▶ **TASK BRIEF**:
Give back the whole listing exactly as it is written.

── EXERCISE INPUT ──

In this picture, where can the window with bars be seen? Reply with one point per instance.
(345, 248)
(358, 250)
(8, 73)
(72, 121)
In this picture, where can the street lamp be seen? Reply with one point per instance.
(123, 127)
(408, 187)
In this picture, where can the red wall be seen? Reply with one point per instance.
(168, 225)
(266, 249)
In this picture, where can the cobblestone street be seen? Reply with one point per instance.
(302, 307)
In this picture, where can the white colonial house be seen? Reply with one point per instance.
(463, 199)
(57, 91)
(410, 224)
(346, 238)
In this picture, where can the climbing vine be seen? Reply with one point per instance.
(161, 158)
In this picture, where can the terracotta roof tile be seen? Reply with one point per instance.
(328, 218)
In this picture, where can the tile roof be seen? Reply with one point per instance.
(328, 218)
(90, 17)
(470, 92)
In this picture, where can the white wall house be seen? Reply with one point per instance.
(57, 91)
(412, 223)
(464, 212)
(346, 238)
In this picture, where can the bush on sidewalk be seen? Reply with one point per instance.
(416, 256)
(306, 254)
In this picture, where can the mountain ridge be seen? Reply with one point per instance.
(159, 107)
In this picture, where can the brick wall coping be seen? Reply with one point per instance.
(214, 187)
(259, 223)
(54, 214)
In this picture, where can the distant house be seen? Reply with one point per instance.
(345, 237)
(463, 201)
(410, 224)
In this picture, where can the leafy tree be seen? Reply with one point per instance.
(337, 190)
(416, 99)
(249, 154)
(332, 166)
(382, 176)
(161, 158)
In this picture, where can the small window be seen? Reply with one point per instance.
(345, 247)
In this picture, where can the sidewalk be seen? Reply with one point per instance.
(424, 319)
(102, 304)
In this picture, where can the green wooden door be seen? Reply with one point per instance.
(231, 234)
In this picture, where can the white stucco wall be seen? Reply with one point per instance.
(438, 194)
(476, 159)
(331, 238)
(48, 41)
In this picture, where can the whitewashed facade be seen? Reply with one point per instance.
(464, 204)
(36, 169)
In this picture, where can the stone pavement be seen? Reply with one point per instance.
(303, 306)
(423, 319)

───

▶ **SOLUTION BELOW**:
In this picture, where can the window with bars be seen? Reply with one point per instance.
(345, 248)
(358, 250)
(8, 73)
(72, 121)
In this picture, where can the street lamp be seen? Reply with one point per instance.
(123, 127)
(408, 187)
In this picture, where can the red wall be seen? Reply with one point per instance.
(168, 225)
(266, 249)
In this picture, where can the cobblestone street be seen? Reply with one point per instance.
(302, 307)
In this picture, where can the white colonial house be seen? Reply with one point per instance.
(463, 199)
(57, 91)
(410, 224)
(346, 238)
In this picture, where can the climbing vine be seen? Reply with one point per instance.
(161, 158)
In this picture, where can the terracotta roof tile be seen? Reply with one point per instance.
(328, 218)
In this picture, where can the tile roof be seen? Reply with one point per instance.
(328, 218)
(90, 17)
(470, 92)
In this picture, where can the white wall house be seen? Reply with one point per instance.
(57, 91)
(412, 223)
(464, 212)
(346, 238)
In this picture, where can the bush on sidewalk be seen? Reply with one point per instance.
(416, 256)
(306, 254)
In this picture, where can the mountain ridge be seen? Reply with one point per instance.
(159, 107)
In this picture, where can the brick wall coping be seen? Reply with one point per instance.
(214, 187)
(259, 223)
(54, 214)
In this picture, where can the distant house be seen? Reply with one point per instance.
(345, 237)
(463, 201)
(410, 224)
In this picture, where can the leafy tree be seen? Reply with one point per instance.
(337, 190)
(416, 99)
(249, 154)
(332, 166)
(382, 176)
(161, 158)
In this picture, where can the small window be seen? Reply with one point per instance.
(345, 247)
In this picture, where can the sidewalk be seen? Reply with one point per instance.
(424, 319)
(102, 304)
In this picture, where can the green wooden door be seen? Reply with one point per instance.
(231, 234)
In this picture, where can the white stucco wall be seen? Reply with one point per instance.
(438, 194)
(476, 159)
(331, 238)
(48, 41)
In this picture, where can the whitewashed facade be seen? Reply with one point per instance.
(464, 204)
(36, 169)
In this picture, where can the stone pavement be seen? Reply with one point per instance.
(303, 306)
(423, 319)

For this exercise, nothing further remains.